_Objective_
Every entry below should be printed exactly, without its images.

_Data records_
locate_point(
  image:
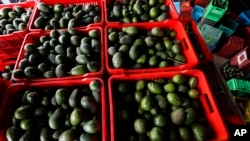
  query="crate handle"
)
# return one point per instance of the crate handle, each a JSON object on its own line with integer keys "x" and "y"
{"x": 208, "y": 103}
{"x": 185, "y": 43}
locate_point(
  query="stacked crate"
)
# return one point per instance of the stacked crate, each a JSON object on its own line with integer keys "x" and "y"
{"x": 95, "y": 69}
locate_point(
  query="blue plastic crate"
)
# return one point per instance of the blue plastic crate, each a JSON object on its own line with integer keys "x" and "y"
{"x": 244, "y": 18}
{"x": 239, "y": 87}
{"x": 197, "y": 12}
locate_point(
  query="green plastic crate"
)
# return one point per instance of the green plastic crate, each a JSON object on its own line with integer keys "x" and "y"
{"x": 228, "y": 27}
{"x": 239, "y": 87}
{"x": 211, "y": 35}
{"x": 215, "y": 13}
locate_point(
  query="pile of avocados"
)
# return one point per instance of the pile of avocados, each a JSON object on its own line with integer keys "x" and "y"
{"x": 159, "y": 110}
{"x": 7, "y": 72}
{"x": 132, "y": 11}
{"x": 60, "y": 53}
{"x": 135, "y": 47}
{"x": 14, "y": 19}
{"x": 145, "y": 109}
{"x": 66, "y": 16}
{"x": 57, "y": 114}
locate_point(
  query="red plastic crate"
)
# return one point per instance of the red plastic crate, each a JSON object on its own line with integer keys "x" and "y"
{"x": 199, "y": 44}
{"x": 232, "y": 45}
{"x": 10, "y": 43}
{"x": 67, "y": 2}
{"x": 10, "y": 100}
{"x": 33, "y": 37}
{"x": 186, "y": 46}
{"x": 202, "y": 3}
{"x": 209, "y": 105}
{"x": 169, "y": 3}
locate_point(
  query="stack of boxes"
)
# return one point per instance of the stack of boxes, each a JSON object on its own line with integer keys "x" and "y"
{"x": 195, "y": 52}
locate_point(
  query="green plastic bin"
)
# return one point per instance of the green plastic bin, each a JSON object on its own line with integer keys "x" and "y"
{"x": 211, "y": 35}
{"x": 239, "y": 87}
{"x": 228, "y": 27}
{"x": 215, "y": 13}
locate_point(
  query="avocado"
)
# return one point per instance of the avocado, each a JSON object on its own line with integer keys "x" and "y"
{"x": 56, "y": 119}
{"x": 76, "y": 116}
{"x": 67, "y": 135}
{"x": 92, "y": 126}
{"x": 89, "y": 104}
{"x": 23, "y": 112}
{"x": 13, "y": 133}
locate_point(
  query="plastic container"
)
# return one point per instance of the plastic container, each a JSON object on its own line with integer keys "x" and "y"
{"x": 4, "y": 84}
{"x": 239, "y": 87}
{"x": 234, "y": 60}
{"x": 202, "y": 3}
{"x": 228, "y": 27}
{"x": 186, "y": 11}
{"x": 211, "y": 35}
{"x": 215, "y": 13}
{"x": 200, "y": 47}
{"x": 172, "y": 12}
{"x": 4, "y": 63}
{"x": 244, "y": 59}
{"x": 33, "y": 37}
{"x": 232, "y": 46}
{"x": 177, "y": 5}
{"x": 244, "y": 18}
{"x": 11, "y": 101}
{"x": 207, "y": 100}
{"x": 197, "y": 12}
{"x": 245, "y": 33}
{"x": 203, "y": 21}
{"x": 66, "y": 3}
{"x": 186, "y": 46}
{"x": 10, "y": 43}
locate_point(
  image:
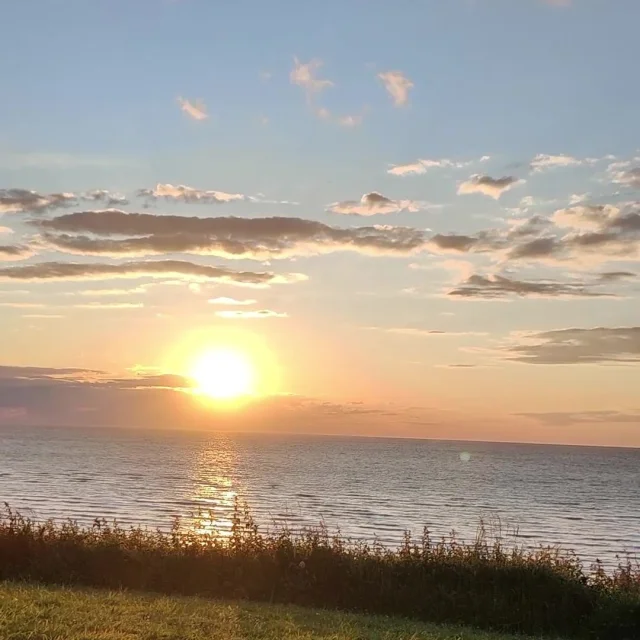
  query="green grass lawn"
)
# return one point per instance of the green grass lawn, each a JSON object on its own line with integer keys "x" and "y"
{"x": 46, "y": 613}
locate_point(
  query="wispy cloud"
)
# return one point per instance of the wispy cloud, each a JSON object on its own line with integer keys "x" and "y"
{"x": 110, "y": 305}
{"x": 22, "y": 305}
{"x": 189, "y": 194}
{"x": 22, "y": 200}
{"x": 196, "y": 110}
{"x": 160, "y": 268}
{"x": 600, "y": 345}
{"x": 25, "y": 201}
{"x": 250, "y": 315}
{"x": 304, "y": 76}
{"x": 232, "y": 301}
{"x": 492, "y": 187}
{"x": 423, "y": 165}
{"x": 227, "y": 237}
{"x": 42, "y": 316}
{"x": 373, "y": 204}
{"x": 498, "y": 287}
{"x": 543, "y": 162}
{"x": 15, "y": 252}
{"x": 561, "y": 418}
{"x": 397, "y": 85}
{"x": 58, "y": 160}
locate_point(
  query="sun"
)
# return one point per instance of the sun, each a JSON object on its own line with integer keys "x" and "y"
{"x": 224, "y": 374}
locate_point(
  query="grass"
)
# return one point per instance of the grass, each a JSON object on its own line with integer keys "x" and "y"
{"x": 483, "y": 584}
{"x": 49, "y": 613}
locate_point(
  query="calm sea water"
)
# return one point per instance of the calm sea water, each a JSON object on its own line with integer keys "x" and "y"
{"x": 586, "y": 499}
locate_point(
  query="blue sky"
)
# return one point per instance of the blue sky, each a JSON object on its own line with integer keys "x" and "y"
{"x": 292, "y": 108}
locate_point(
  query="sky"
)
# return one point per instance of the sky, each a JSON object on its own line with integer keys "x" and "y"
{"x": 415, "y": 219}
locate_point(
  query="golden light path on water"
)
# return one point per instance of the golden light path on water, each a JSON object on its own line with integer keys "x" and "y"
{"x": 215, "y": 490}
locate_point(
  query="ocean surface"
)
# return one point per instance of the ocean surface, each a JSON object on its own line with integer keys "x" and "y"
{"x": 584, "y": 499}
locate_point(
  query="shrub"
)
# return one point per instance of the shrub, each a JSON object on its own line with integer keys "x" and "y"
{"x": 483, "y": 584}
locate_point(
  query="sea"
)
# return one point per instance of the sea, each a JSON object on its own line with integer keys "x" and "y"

_Expected answer_
locate_point(
  image:
  query="crate handle"
)
# return one point per instance of the crate handle, each a JSON object on its own line with integer keys "x" and "y"
{"x": 208, "y": 103}
{"x": 185, "y": 43}
locate_point(
  query="stacked crate"
)
# return one point per instance of the stacked crate, each a JSON object on its own line with integer keys "x" and "y"
{"x": 95, "y": 69}
locate_point(
  query="blue plastic crate"
)
# return one point per instance of the blue plastic crate, each a JSON object on its own line with integer keys "x" and "y"
{"x": 244, "y": 18}
{"x": 239, "y": 87}
{"x": 197, "y": 12}
locate_point(
  query="green plastic crate"
)
# return one point per instance of the green plastic crate, each a JSON object on its own line with integer keys "x" and "y"
{"x": 228, "y": 27}
{"x": 239, "y": 87}
{"x": 211, "y": 35}
{"x": 215, "y": 13}
locate_point(
  query="pile of avocados"
)
# return one point per instance of the pile of avocados, each a JSON object on its own line with integer keys "x" and "y"
{"x": 159, "y": 110}
{"x": 7, "y": 72}
{"x": 132, "y": 11}
{"x": 60, "y": 53}
{"x": 135, "y": 47}
{"x": 14, "y": 19}
{"x": 145, "y": 109}
{"x": 66, "y": 16}
{"x": 57, "y": 114}
locate_point(
  query="red plastic crate"
)
# return one point per instance of the red plastic crate, each a JSON object on its own line with integer keys "x" and "y"
{"x": 199, "y": 44}
{"x": 232, "y": 45}
{"x": 10, "y": 43}
{"x": 67, "y": 2}
{"x": 10, "y": 100}
{"x": 33, "y": 37}
{"x": 186, "y": 46}
{"x": 202, "y": 3}
{"x": 209, "y": 105}
{"x": 169, "y": 3}
locate_point(
  query="stack of boxes"
)
# return one point per instance of the stack of boxes, each a JSON object on its own line with integer keys "x" and "y"
{"x": 195, "y": 52}
locate_point(
  query="green plastic bin"
)
# return one point per instance of the green plastic bin, each a JSON object on its own line with integer keys "x" and "y"
{"x": 211, "y": 35}
{"x": 239, "y": 87}
{"x": 228, "y": 27}
{"x": 215, "y": 13}
locate_point(
  query="avocado"
)
# return one point per instance of the avocado, each a JSON object on its own line with integer keys "x" and "y"
{"x": 56, "y": 119}
{"x": 76, "y": 116}
{"x": 67, "y": 135}
{"x": 92, "y": 126}
{"x": 89, "y": 104}
{"x": 23, "y": 112}
{"x": 13, "y": 133}
locate_point(
  query="plastic container"
)
# return one point per instance of the plastic container, each a JSON object on its own line with integer keys "x" and "y"
{"x": 4, "y": 84}
{"x": 239, "y": 87}
{"x": 234, "y": 60}
{"x": 202, "y": 3}
{"x": 228, "y": 27}
{"x": 186, "y": 11}
{"x": 211, "y": 35}
{"x": 215, "y": 13}
{"x": 200, "y": 47}
{"x": 172, "y": 12}
{"x": 4, "y": 63}
{"x": 244, "y": 59}
{"x": 33, "y": 37}
{"x": 232, "y": 46}
{"x": 177, "y": 5}
{"x": 244, "y": 18}
{"x": 11, "y": 101}
{"x": 207, "y": 100}
{"x": 197, "y": 12}
{"x": 245, "y": 33}
{"x": 203, "y": 21}
{"x": 66, "y": 3}
{"x": 186, "y": 46}
{"x": 10, "y": 43}
locate_point(
  image:
  query="green grass lawn"
)
# return one point per instance of the green grass lawn, each a JSON object on its own line with integer keys "x" and "y"
{"x": 46, "y": 613}
locate_point(
  query="wispy cloud"
)
# return one point per instance of the wispy cloud, each a JSON object on its own line with integer keys "x" and "y"
{"x": 110, "y": 305}
{"x": 22, "y": 305}
{"x": 189, "y": 194}
{"x": 22, "y": 200}
{"x": 196, "y": 110}
{"x": 160, "y": 268}
{"x": 600, "y": 345}
{"x": 25, "y": 201}
{"x": 250, "y": 315}
{"x": 304, "y": 76}
{"x": 232, "y": 301}
{"x": 492, "y": 187}
{"x": 423, "y": 165}
{"x": 227, "y": 237}
{"x": 42, "y": 316}
{"x": 373, "y": 204}
{"x": 498, "y": 287}
{"x": 543, "y": 162}
{"x": 15, "y": 252}
{"x": 561, "y": 418}
{"x": 397, "y": 85}
{"x": 58, "y": 160}
locate_point(
  query="sun"
)
# return one point per instance of the sun, each a JSON object on its own line with integer keys "x" and "y"
{"x": 224, "y": 374}
locate_point(
  query="grass"
)
# return one point per instance of the grass, each a JSON object on its own line with integer keys "x" and "y"
{"x": 483, "y": 584}
{"x": 49, "y": 613}
locate_point(
  query="calm sea water"
)
# return one point per instance of the calm sea water, each a JSON object on its own line with integer keys "x" and "y"
{"x": 586, "y": 499}
locate_point(
  query="blue sky"
)
# return one point per instance of the blue sky, each a JSON object on its own line with integer keys "x" and "y"
{"x": 292, "y": 108}
locate_point(
  query="sky"
)
# return one point per instance of the sky, each a JSON object on its own line with integer keys "x" and "y"
{"x": 415, "y": 219}
locate_point(
  query="golden light path on water"
)
# return one point per instance of the golden light path on water, each a JSON object on its own line with integer keys "x" and "y"
{"x": 215, "y": 490}
locate_point(
  query="ocean surface"
)
# return one point per instance of the ocean surface, each a JSON object on its own line with integer keys "x" and "y"
{"x": 584, "y": 499}
locate_point(
  query="shrub"
)
# return one point per instance of the shrub, each a JSON object on its own line with integer keys "x" and "y"
{"x": 483, "y": 584}
locate_point(
  query="sea"
)
# return one point per instance of the sea, each a JSON object on its own line with integer keys "x" and "y"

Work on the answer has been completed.